## START Extract to read

This particular bounty was reported as part of GitHub’s private pages private bug bounty. In particular, there were two CTF bonuses:

  • $10k: Reading the flag at flag.private-org.github.io without user interaction. $5k additional bonus if the flag is read from an account outside the private-org organization.
  • $5k: Reading the flag at flag.private-org.github.io with user interaction.

Authentication Flow

Because GitHub pages are hosted on the separate github.io domain, the github.com authentication cookies are not sent to the private pages server. Thus, private page authentication has no way to determine a user’s identity without additional integration with github.com. Hence, GitHub created a custom authentication flow (introducing the possibility of bugs!)

At the time of the report, GitHub’s private page authentication flow was:

More verbosely:

Upon visiting a private page, the server checks for the presence of the __Host-gh_pages_token cookie. If this cookie is not or incorrectly set, the private page server will redirect to https://github.com/login. This initial redirect also sets a nonce stored in the __Host-gh_pages_session cookie.

Note that this cookie uses the __Host- cookie prefix, which (in theory) prevents it from being set from JavaScript against a non-host (parent) domain as an additional defense in depth measure.

/login will then redirect to /pages/auth?nonce=&page_id=&path=. This endpoint then generates a temporary authentication cookie which it passes to https://pages-auth.github.com/redirect in the token parameter. The nonce, page_id, and path are similarly forwarded.

/redirect simply forwards to https://repo.org.github.io/__/auth. This final endpoint then sets the authentication cookies on the repo.org.github.io domain, __Host-gh_pages_token and __Host-gh_pages_id. This also validates the nonce against the previously set __Host-gh_pages_session.

Throughout the authentication flow, information such as the original request path and page id is stored in query parameters - path and page_id, respectively. The nonce is also passed around in the nonce parameter.

Although the authentication flow might have slightly changed, in part due to this report, the overall idea is the same.

## END Extract to read
## START Material

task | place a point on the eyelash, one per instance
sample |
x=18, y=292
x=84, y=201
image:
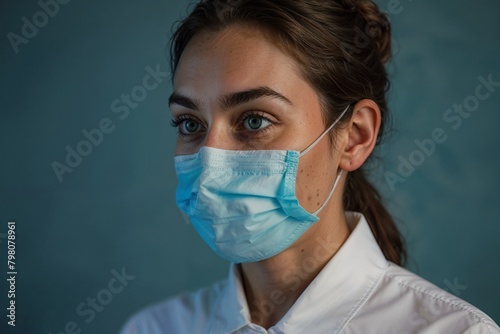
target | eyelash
x=177, y=121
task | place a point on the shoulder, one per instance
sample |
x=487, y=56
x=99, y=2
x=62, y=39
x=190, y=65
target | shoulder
x=417, y=305
x=175, y=315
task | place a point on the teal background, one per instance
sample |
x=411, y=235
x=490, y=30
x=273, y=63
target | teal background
x=116, y=209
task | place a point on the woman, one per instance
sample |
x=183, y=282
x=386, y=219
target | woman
x=278, y=105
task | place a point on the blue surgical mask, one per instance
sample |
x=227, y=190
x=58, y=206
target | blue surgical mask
x=243, y=203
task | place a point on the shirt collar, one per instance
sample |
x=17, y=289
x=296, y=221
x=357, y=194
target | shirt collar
x=332, y=298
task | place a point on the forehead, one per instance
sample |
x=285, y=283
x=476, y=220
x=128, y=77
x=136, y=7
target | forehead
x=235, y=58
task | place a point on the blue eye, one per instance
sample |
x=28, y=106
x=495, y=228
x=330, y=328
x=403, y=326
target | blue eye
x=187, y=126
x=255, y=123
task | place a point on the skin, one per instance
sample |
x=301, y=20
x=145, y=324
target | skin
x=239, y=58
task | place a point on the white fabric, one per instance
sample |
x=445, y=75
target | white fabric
x=358, y=291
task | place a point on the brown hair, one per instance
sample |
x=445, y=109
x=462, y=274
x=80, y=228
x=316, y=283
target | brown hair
x=341, y=47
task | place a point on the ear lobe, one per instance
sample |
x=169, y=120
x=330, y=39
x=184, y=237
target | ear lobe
x=362, y=135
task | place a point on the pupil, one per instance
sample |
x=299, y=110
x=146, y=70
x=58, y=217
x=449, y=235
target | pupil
x=254, y=123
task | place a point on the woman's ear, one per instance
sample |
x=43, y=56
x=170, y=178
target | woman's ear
x=362, y=131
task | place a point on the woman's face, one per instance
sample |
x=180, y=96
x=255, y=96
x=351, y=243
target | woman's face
x=235, y=90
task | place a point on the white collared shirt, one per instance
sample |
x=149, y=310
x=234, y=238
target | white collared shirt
x=358, y=291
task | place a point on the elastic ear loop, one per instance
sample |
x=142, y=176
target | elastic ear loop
x=308, y=148
x=339, y=174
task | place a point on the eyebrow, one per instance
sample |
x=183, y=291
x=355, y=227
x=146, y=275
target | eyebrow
x=231, y=100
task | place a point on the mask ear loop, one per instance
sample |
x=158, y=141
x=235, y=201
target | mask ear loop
x=339, y=174
x=337, y=179
x=311, y=146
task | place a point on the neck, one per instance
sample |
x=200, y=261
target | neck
x=272, y=286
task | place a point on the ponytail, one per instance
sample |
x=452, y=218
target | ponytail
x=361, y=196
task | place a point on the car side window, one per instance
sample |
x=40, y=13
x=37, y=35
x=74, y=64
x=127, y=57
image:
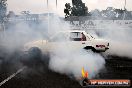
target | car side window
x=60, y=37
x=77, y=36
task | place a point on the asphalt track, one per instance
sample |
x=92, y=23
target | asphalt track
x=12, y=76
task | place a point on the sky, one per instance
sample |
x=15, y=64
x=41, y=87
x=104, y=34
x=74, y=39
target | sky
x=40, y=6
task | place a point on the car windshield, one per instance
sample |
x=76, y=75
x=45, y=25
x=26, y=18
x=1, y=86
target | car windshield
x=60, y=37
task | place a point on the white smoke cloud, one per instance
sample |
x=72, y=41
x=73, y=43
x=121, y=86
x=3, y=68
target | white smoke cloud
x=118, y=35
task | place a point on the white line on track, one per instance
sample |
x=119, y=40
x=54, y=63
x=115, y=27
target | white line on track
x=13, y=75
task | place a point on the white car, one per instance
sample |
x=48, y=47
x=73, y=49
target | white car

## END Material

| What to produce |
Answer these questions using the text on GitHub private page authentication:
1. How much is the bonus for reading the flag at flag.private-org.github.io with user interaction?
2. Which cookie does the server check for when someone visits a private page?
3. Which endpoint sets the authentication cookies on the repo.org.github.io domain?

| Response |
1. $5k.
2. The __Host-gh_pages_token cookie.
3. https://repo.org.github.io/__/auth.